● **Activity**: Transcribe the lines below exactly. No image belongs in the transcription.

[Stored records]
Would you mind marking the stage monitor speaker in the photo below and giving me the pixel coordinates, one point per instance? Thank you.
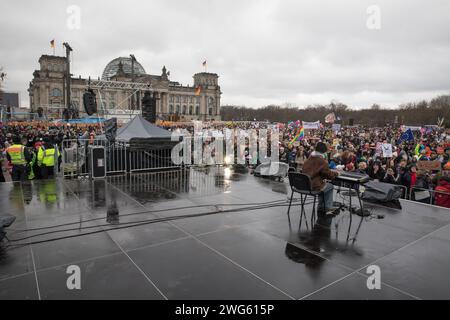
(149, 107)
(90, 102)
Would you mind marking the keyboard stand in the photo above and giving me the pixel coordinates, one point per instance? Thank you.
(353, 187)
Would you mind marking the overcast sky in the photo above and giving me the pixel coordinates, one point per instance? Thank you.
(265, 51)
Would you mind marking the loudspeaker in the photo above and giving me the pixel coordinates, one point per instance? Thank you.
(98, 161)
(111, 129)
(89, 102)
(149, 107)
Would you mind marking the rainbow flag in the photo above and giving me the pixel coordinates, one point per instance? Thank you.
(299, 136)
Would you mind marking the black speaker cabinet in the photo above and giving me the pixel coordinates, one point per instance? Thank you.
(97, 156)
(149, 107)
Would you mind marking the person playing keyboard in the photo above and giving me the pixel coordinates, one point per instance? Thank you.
(316, 167)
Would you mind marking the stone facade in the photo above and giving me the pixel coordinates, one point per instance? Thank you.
(201, 101)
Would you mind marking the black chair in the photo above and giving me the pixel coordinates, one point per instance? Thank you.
(301, 183)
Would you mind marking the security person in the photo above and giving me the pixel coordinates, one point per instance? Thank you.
(47, 157)
(19, 156)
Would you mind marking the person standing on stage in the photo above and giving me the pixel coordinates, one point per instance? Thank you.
(316, 167)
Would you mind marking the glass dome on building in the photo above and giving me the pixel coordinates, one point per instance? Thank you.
(113, 66)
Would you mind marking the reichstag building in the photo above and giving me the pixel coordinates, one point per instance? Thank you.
(200, 101)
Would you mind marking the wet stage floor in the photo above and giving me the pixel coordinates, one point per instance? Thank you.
(231, 246)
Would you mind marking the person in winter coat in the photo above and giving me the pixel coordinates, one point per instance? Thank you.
(442, 195)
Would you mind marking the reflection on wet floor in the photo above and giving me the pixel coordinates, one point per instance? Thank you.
(237, 227)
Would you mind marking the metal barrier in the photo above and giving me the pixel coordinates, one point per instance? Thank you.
(120, 158)
(144, 160)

● **The answer**:
Would you mind marking the stage monitor speaker in the photo below and giving me the pixel coordinates, one point per instance? Thank you.
(149, 107)
(90, 102)
Would you mind marking the keyboard stand in the photo above and giving me the pixel coordinates, one point per instance? Thank you.
(353, 187)
Would you mind marking the overcast sky in the photo above and giving me the pixel coordinates, one point per instance? Thank you.
(265, 51)
Would you mind marking the loudspeaker in the photo above and giving me the pixel coordinates, one point per instance? Thank you.
(98, 161)
(111, 129)
(89, 102)
(149, 107)
Would you mind marking the rainbow flag in the photo above and giving me the pixel coordinates, one point per instance? Thank you.
(299, 136)
Would you mind marking the black speaker cabinet in the photo above and giving me the pixel coordinates, one point per instance? Thank you.
(97, 156)
(149, 107)
Would you mind marking the person playing keyboard in the photo above and giving me the pixel coordinates, one point per instance? Thank you.
(316, 167)
Would you mind marking the stone facade in the photo above and giving me the pixel coordinates, one point per instance? Thank you.
(201, 101)
Would you mind marking the black chair in the photo above and giving me the pixel coordinates, one point per instance? Thank you.
(301, 183)
Would you mind marking the security person in the photo above and giving me the pixel coordinates, one point per instance? Thank you.
(47, 157)
(19, 156)
Would you mind marking the person standing on stage in the photo above and giving me the pixel coordinates, one point per instance? Thank you.
(316, 167)
Would you mind marking the glass dome on building in the photo above and giving me the pixel coordinates, one point per instance? Thank you.
(113, 66)
Would you mind marking the reichstag building in the photo above and giving me the pixel coordinates, one point per instance? Thank you.
(200, 101)
Would you mind marking the wet stage floor in the photo above and giving me the pixel coordinates, one point per instance? Thank you.
(231, 246)
Would you mind marking the person in winter coat in the photo above and giving me the pixel coordinates, one point per instance? Thank you.
(442, 195)
Would you mind marking the reflection on wet floor in the photo above and giving me the pixel coordinates, one point per instance? Thank you.
(237, 227)
Would you mind marking the metal barrier in the photo above and giving me the pixel coordinates, one point per instance? Thank you.
(120, 158)
(144, 160)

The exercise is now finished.